» Task: Copy the entries below with "statue in niche" changed to "sculpture in alcove" and everything else left as it is. Leave the pictures out.

» Input:
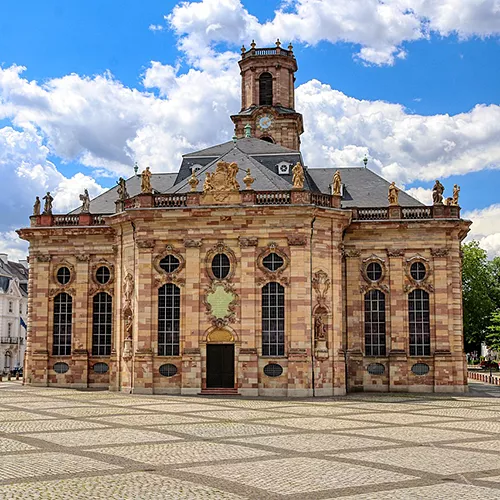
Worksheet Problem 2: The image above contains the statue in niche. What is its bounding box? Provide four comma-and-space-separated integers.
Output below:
292, 163, 305, 189
387, 182, 399, 206
432, 180, 444, 205
80, 189, 90, 214
141, 167, 153, 194
116, 177, 129, 201
333, 170, 342, 196
33, 196, 42, 215
43, 191, 54, 215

» Result of the exercise:
Worksheet Problem 2: The image above contains the sculpture in alcove. What is its bounding box? Provide four comma-and-space-separated integers.
Output below:
292, 163, 305, 189
387, 182, 399, 206
432, 180, 444, 205
80, 189, 90, 214
141, 167, 153, 194
116, 177, 129, 201
333, 170, 342, 196
33, 196, 42, 215
43, 191, 54, 215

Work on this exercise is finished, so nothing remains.